EXERCISE MATERIALS ▸
★ ★ ★ ★ ★
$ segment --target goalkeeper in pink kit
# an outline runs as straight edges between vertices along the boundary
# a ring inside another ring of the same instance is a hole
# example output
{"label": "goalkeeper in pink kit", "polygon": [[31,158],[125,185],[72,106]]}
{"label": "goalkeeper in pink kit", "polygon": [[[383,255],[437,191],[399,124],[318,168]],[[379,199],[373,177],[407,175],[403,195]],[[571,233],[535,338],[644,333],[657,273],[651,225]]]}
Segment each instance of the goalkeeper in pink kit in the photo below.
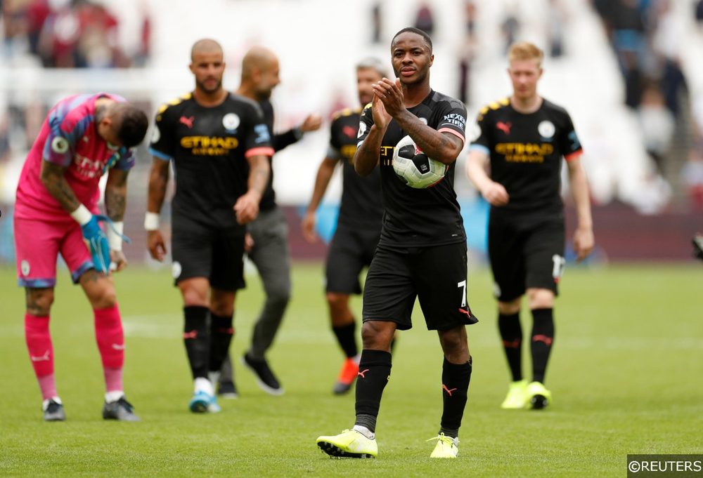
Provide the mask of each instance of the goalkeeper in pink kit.
{"label": "goalkeeper in pink kit", "polygon": [[[45,420],[66,418],[49,326],[59,253],[93,308],[106,388],[103,418],[139,420],[122,390],[124,340],[110,271],[127,265],[122,230],[131,148],[148,126],[143,112],[119,96],[70,96],[49,112],[22,168],[14,214],[18,282],[26,291],[25,333]],[[107,217],[97,207],[105,173]]]}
★ ★ ★ ★ ★
WORK INSTRUCTIONS ▸ Reproduce all of the rows above verbatim, leaving the picture out of your answer.

OUTPUT FOR THIS EXERCISE ▸
$ segment --target goalkeeper in pink kit
# an outline runs as straight edges between vertices along the boundary
# a ring inside another ring of the same instance is a hole
# example output
{"label": "goalkeeper in pink kit", "polygon": [[31,158],[125,185],[72,106]]}
{"label": "goalkeeper in pink kit", "polygon": [[[383,255],[437,191],[399,124],[318,168]],[[379,199],[373,177],[407,175],[403,195]],[[571,233],[535,338],[644,333],[657,273],[651,225]]]}
Segment each instance of the goalkeeper in pink kit in the photo below.
Provide the mask of each instance of the goalkeeper in pink kit.
{"label": "goalkeeper in pink kit", "polygon": [[[45,420],[66,418],[49,326],[59,253],[93,308],[106,388],[103,418],[139,420],[122,390],[124,340],[110,271],[127,265],[122,230],[131,148],[148,126],[143,112],[119,96],[70,96],[49,112],[22,168],[14,214],[18,282],[26,291],[25,333]],[[107,217],[97,207],[105,173]]]}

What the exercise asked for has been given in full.